ASSIGNED TASK: Let the output be exactly the lines from the one containing "positive clicks: (295, 204)" through the end of the records below, both included.

ENTRIES SHOWN Start Marker

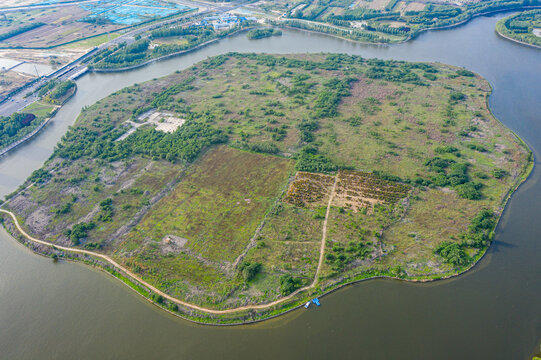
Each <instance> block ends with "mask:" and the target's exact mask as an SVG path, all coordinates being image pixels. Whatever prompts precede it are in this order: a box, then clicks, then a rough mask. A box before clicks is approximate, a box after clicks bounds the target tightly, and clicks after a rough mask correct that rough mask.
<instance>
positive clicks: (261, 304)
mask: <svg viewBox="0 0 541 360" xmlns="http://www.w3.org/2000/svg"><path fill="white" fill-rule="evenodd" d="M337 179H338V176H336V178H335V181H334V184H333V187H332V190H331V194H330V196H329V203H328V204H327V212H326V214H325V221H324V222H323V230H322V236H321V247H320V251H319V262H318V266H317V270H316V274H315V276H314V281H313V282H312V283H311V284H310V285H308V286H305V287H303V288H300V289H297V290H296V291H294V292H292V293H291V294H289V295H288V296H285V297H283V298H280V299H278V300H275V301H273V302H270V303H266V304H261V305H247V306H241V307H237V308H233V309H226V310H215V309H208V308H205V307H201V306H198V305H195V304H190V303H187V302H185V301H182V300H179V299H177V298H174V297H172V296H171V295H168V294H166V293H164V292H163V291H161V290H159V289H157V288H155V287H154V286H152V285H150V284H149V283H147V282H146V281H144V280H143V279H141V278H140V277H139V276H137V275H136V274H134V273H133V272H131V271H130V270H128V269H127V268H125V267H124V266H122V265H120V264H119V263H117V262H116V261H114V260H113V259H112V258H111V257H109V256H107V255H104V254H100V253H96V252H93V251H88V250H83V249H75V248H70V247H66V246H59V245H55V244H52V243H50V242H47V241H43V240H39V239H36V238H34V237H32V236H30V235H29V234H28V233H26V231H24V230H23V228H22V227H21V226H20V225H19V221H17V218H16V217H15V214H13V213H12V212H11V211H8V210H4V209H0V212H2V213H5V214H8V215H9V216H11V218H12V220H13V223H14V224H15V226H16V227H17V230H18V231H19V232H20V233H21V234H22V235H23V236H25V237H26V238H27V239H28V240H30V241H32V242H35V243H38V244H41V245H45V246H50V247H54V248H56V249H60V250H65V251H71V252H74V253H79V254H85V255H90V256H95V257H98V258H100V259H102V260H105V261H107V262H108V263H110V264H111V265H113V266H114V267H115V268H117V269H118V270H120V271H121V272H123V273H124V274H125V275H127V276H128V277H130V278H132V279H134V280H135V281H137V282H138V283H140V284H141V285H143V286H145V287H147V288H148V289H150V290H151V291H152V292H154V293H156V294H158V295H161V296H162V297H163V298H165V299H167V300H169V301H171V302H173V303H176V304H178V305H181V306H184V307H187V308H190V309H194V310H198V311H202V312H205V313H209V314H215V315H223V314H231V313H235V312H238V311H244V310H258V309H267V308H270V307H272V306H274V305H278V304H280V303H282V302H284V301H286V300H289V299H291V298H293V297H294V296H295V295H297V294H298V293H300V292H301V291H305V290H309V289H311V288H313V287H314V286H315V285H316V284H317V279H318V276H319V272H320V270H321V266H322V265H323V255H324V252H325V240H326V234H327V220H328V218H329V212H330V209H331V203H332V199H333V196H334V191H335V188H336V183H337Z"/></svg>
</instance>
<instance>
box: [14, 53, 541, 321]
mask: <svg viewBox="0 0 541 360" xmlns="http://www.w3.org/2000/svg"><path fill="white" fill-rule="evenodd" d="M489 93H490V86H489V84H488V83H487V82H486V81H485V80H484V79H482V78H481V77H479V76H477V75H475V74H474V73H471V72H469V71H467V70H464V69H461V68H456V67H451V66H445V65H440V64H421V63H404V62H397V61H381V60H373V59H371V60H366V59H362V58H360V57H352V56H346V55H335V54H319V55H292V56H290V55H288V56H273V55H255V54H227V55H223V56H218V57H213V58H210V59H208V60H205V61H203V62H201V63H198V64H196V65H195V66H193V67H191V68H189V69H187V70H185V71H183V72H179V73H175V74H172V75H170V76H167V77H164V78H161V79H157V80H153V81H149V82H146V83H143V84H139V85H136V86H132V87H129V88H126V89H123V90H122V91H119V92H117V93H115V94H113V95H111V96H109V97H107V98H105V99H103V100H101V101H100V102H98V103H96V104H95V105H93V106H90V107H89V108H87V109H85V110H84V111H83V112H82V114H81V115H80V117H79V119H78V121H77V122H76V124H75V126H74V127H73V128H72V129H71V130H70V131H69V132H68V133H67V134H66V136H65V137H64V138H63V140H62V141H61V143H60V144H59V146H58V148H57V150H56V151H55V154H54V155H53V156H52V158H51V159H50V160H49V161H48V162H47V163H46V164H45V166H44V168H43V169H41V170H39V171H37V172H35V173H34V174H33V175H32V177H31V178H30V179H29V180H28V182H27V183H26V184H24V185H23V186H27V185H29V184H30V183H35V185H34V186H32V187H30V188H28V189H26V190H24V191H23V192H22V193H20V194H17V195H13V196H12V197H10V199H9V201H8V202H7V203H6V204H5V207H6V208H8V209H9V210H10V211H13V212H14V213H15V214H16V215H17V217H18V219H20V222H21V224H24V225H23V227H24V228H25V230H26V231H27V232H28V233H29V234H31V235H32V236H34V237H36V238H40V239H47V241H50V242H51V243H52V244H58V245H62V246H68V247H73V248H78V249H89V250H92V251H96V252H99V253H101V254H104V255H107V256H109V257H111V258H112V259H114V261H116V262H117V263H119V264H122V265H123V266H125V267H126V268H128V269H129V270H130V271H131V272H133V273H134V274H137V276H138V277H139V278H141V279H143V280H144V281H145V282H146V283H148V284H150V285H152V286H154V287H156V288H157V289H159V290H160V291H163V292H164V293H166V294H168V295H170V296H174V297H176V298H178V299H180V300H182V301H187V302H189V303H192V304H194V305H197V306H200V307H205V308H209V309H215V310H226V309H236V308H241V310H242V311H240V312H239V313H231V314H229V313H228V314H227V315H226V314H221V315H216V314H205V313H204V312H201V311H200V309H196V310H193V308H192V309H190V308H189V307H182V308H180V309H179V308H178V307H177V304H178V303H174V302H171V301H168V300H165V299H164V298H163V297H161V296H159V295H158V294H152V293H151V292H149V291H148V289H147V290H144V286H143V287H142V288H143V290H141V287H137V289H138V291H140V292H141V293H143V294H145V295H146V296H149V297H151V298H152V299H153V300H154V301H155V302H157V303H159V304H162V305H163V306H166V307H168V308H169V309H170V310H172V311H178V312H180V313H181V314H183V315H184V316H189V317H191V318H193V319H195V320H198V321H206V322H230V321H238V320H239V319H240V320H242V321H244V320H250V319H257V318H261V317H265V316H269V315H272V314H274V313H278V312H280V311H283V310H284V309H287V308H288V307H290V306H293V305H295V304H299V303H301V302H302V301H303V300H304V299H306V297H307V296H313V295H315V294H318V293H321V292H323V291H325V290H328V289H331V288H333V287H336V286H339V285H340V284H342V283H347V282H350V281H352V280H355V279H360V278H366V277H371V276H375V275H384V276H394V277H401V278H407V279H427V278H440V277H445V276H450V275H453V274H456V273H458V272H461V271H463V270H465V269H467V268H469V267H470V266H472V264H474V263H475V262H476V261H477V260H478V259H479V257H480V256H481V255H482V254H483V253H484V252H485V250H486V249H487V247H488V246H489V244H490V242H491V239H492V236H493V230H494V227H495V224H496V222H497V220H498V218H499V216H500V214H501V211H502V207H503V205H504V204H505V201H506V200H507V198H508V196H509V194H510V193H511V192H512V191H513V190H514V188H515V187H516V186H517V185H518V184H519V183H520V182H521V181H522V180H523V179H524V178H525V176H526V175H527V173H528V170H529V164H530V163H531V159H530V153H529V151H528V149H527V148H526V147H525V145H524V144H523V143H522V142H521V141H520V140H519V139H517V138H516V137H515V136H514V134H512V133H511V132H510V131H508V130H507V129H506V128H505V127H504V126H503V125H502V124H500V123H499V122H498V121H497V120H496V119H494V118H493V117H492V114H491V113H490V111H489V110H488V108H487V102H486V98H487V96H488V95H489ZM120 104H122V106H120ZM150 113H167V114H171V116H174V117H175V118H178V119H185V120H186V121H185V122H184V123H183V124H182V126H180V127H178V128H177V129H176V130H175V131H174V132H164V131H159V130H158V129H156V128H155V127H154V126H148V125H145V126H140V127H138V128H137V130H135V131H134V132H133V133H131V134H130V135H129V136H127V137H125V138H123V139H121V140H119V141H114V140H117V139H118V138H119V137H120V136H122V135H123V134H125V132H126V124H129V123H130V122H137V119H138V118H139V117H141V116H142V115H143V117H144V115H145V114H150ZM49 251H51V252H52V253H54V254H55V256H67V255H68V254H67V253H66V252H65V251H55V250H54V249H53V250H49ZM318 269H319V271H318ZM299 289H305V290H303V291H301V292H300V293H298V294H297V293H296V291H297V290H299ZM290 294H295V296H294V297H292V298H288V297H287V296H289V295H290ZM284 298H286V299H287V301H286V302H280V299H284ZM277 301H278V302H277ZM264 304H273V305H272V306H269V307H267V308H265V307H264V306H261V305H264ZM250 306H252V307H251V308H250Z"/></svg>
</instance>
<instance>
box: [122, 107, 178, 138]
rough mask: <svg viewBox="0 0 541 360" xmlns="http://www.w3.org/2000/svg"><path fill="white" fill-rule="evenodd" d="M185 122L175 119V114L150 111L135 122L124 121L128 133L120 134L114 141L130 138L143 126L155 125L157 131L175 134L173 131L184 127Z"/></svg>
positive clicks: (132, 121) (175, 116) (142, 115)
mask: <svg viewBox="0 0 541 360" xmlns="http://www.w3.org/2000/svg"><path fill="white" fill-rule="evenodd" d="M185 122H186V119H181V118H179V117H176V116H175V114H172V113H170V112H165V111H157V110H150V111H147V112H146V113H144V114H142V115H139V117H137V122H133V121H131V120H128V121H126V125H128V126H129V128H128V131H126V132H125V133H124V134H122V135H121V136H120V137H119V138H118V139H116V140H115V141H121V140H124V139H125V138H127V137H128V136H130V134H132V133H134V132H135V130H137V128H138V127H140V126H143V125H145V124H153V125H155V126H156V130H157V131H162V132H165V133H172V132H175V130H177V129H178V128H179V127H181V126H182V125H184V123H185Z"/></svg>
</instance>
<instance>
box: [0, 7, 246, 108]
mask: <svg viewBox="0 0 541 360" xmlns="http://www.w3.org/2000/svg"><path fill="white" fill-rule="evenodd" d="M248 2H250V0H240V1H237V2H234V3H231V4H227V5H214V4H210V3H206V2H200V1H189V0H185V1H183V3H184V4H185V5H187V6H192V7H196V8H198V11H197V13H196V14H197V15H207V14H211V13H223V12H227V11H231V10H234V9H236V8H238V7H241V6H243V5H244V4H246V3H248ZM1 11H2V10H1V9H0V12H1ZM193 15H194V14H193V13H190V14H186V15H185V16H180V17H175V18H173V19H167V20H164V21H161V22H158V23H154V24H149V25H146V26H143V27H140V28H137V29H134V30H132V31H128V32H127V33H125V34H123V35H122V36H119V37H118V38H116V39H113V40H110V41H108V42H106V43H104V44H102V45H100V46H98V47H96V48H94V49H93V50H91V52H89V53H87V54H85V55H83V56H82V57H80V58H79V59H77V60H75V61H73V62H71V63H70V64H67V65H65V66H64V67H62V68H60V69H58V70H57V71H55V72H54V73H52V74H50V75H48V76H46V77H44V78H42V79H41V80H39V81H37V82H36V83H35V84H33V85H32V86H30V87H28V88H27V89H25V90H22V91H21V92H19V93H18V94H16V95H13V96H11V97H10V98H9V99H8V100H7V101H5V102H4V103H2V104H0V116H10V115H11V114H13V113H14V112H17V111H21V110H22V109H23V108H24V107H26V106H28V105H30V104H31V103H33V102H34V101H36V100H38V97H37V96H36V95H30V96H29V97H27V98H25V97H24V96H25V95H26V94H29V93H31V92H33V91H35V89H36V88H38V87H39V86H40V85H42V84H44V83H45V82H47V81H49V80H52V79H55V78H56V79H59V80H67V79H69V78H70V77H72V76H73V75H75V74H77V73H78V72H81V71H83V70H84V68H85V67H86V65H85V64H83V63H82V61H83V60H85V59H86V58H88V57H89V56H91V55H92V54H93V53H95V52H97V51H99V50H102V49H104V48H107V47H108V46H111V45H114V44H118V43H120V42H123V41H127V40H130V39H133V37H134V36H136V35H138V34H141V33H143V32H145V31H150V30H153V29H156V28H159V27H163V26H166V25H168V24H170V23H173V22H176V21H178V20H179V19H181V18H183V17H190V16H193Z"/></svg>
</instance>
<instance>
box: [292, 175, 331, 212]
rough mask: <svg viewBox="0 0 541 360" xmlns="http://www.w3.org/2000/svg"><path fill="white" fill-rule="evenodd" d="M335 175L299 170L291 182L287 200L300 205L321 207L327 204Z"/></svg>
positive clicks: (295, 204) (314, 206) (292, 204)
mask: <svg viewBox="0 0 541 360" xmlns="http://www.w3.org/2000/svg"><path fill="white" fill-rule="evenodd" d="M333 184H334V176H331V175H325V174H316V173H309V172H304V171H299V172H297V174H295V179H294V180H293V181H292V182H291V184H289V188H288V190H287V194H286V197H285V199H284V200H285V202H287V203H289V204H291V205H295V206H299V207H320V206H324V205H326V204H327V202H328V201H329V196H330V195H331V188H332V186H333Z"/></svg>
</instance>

ENTRIES SHOWN End Marker

EXPECTED OUTPUT:
positive clicks: (295, 204) (314, 206) (292, 204)
mask: <svg viewBox="0 0 541 360" xmlns="http://www.w3.org/2000/svg"><path fill="white" fill-rule="evenodd" d="M333 184H334V176H331V175H325V174H316V173H309V172H304V171H299V172H297V174H295V179H294V180H293V181H292V182H291V184H289V188H288V190H287V194H286V197H285V199H284V200H285V202H287V203H289V204H291V205H295V206H299V207H320V206H324V205H326V204H327V202H328V201H329V196H330V195H331V188H332V186H333Z"/></svg>
</instance>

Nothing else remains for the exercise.